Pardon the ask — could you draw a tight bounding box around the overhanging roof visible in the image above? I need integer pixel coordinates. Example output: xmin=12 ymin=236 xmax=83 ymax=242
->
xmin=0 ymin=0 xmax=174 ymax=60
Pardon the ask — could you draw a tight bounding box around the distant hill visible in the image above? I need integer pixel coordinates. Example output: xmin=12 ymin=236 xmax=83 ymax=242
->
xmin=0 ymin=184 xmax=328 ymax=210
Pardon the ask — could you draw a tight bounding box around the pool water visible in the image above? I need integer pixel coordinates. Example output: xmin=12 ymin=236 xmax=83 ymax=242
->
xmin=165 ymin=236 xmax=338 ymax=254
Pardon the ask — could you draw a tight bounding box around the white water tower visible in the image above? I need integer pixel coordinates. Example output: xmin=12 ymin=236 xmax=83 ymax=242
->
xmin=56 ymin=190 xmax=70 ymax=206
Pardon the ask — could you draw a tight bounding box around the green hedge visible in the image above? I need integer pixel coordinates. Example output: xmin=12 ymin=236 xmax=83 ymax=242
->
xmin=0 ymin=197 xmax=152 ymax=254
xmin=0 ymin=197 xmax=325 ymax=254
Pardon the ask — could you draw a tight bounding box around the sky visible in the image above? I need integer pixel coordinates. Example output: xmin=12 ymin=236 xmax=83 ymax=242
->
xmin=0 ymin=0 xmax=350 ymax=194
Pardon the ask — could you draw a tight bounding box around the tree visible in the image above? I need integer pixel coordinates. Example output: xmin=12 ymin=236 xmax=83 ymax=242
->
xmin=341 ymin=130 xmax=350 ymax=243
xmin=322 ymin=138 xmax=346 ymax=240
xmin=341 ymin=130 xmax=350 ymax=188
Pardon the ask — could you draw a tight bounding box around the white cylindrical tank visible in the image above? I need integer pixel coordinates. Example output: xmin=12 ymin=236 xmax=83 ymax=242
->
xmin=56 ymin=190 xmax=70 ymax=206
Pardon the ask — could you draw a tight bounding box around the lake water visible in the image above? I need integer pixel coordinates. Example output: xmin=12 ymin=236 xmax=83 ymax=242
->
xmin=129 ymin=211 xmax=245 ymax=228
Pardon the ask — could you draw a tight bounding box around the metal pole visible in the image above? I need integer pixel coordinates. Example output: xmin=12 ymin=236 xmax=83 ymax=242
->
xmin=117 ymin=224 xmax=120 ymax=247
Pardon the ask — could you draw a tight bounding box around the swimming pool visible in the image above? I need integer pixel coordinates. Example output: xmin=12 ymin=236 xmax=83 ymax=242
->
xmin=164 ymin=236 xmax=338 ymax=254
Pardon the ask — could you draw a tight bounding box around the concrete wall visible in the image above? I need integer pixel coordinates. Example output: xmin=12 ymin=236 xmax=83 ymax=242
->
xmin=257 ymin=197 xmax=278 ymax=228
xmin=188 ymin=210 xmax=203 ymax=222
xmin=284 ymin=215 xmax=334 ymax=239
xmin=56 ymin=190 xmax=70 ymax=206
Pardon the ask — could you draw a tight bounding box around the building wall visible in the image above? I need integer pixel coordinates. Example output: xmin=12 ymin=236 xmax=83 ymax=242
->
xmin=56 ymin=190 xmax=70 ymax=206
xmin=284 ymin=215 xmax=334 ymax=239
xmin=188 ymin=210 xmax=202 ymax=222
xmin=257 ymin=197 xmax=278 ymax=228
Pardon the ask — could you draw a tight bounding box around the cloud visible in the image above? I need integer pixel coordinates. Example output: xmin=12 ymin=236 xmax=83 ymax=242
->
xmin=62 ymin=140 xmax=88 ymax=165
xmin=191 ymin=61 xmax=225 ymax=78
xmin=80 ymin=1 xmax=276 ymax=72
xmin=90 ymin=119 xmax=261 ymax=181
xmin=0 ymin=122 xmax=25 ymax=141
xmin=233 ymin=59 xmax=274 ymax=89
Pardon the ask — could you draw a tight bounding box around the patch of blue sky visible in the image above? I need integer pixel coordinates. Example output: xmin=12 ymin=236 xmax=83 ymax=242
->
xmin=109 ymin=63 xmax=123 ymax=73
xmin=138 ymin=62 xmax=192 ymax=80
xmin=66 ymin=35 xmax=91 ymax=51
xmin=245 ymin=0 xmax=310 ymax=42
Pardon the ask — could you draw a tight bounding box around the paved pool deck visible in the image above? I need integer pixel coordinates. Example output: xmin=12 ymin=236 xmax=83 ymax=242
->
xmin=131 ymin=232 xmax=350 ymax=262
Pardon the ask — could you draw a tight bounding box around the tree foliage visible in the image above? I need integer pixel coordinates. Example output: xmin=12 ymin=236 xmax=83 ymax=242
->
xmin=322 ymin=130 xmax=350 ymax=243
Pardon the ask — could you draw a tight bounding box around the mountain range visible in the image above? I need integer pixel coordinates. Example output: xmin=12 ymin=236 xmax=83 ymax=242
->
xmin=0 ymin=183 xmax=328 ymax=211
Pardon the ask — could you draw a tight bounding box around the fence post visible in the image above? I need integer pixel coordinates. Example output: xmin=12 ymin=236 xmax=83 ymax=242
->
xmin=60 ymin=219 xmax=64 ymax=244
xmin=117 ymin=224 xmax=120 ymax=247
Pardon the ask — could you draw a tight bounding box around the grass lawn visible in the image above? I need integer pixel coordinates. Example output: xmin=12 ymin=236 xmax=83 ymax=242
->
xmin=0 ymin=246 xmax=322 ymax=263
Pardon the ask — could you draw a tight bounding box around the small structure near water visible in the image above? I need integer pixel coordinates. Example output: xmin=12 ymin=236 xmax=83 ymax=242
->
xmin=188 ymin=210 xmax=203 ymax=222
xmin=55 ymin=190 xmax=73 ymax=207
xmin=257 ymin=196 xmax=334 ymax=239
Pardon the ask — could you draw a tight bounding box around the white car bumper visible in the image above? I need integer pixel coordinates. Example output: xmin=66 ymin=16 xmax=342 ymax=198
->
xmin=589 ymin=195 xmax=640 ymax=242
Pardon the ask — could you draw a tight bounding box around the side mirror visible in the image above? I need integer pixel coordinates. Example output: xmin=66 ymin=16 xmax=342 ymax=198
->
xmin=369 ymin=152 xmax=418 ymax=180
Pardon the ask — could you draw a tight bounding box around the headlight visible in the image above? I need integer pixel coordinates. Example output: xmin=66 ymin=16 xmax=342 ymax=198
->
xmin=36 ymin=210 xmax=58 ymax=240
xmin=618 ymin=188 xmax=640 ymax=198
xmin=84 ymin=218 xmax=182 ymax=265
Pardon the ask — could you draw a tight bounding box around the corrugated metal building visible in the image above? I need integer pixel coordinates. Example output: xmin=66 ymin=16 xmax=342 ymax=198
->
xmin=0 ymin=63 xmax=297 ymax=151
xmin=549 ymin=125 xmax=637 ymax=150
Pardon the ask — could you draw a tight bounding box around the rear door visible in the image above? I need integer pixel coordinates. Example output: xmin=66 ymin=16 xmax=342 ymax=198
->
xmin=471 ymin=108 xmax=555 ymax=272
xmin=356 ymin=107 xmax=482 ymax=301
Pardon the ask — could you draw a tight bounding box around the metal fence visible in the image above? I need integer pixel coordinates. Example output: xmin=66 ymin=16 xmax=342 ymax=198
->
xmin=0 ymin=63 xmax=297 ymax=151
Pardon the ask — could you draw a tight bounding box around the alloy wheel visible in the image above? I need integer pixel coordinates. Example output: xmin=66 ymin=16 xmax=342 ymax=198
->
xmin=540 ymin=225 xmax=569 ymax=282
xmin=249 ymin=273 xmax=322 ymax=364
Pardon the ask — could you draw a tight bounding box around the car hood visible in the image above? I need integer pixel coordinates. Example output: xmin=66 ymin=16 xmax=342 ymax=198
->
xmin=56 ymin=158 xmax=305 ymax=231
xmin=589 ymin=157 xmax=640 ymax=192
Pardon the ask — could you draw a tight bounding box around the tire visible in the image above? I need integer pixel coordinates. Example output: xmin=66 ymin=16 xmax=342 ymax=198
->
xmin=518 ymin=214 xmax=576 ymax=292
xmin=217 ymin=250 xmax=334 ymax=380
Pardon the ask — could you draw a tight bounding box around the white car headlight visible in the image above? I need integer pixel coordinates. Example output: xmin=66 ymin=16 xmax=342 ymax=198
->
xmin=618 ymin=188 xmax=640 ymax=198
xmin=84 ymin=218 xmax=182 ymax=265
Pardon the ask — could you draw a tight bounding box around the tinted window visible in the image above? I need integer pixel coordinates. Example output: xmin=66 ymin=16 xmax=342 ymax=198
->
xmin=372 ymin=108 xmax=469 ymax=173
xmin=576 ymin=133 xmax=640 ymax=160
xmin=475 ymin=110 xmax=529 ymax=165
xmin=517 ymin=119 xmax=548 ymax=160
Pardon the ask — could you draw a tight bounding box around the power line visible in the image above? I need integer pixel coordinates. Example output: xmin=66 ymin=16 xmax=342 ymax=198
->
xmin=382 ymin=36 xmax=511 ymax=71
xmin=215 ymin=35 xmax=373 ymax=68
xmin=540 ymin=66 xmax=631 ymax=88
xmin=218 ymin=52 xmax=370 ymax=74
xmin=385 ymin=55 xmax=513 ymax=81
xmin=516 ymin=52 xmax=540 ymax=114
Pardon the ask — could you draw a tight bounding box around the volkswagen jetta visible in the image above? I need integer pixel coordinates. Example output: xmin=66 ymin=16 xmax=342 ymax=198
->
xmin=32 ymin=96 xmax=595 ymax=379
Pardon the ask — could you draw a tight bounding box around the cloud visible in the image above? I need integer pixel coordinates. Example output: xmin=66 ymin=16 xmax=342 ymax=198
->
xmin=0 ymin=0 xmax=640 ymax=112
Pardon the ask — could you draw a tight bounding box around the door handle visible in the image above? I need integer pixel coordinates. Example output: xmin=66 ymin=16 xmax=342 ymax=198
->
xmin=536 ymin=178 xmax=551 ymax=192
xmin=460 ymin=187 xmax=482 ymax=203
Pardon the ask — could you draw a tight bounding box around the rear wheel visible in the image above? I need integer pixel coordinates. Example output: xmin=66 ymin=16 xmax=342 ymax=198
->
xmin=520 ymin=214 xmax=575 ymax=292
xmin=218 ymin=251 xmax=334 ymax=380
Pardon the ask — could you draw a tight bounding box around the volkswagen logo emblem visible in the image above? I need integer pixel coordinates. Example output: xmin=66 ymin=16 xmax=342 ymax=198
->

------------------------------------------------------------

Recast the lines above as a two-column Markdown table headed "No." and "Line", with a running number for each line. Begin at the line that has "around the paved", stop after the line that has "xmin=0 ymin=183 xmax=328 ymax=211", and leave out any blank lines.

▸ **SOLUTION**:
| No. | Line |
|---|---|
| 1 | Pardon the ask — could you draw a tight bounding box around the paved pool deck visible in the image above? I need integer pixel coordinates. Example output: xmin=12 ymin=236 xmax=83 ymax=242 |
| 2 | -> |
| 3 | xmin=131 ymin=232 xmax=350 ymax=262 |
| 4 | Pardon the ask — could you draw a tight bounding box around the tree foliage visible in the image above? I need integer pixel coordinates. Example output: xmin=12 ymin=236 xmax=83 ymax=242 |
| 5 | -> |
| 6 | xmin=322 ymin=130 xmax=350 ymax=243 |
| 7 | Pardon the ask — could you draw a tight bounding box around the mountain range visible in the image above? I need integer pixel coordinates. Example output: xmin=12 ymin=236 xmax=83 ymax=242 |
| 8 | -> |
| 9 | xmin=0 ymin=183 xmax=328 ymax=211 |